◆ Your task ◆
Decide whether each statement agrees with the page on House Bill H.R. 1365 below, answering yes or no and quoting its deciding words: 1. Asylum can be granted to a refugee before that refugee is in the United States. 2. The Office of Immigration Statistics reports that 58,179 refugees were admitted to the U.S. in 2012. 3. A CBO cost for the bill is available.

What is House Bill H.R. 1365?

The bill would make a number of critical changes to laws that deal with refugees and persons seeking asylum in the United States. Those details may be found below. Both refugees and asylum seekers must demonstrates that 1) they can no longer live in their home country due to a reasonable fear or proof they will be persecuted, and 2 the reason for their persecution is related to their race, religion, nationality, membership in a social group, or political opinion. Asylum, however, can only be granted to a refugee once that refugee is in the United States. 


The bill impacts refugees seeking asylum in the United States. According to the Office of Immigration Statistics, 58,179 refugees were admitted to the U.S. in 2012, with 29,484 being granted asylum.

Cost of House Bill H.R. 1365

A CBO cost is currently unavailable.

◆ Provided records ◆
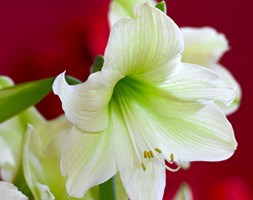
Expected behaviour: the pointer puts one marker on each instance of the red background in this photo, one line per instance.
(43, 38)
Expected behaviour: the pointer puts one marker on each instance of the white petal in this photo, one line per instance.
(203, 46)
(193, 82)
(204, 136)
(146, 44)
(87, 160)
(139, 184)
(41, 159)
(190, 132)
(9, 192)
(86, 104)
(230, 81)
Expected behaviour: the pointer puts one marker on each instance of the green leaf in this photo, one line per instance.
(97, 64)
(162, 6)
(15, 99)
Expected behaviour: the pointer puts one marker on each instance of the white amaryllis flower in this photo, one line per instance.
(203, 46)
(9, 192)
(144, 108)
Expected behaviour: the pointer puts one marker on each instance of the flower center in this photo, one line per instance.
(132, 98)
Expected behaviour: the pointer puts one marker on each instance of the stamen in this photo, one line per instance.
(145, 154)
(143, 167)
(158, 150)
(151, 154)
(172, 157)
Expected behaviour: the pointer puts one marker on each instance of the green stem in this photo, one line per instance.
(107, 190)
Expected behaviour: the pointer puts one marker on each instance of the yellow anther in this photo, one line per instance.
(158, 150)
(151, 154)
(145, 154)
(143, 166)
(172, 157)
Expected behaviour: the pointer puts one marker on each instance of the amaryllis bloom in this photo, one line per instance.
(9, 192)
(202, 46)
(143, 108)
(205, 46)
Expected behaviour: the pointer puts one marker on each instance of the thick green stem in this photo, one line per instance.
(107, 190)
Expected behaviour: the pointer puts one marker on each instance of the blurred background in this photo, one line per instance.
(39, 39)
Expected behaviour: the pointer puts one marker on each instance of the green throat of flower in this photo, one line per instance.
(132, 99)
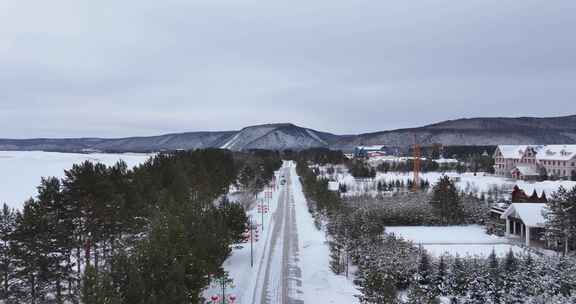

◆ Task solution ◆
1. No: "Asylum, however, can only be granted to a refugee once that refugee is in the United States."
2. Yes: "According to the Office of Immigration Statistics, 58,179 refugees were admitted to the U.S. in 2012"
3. No: "A CBO cost is currently unavailable."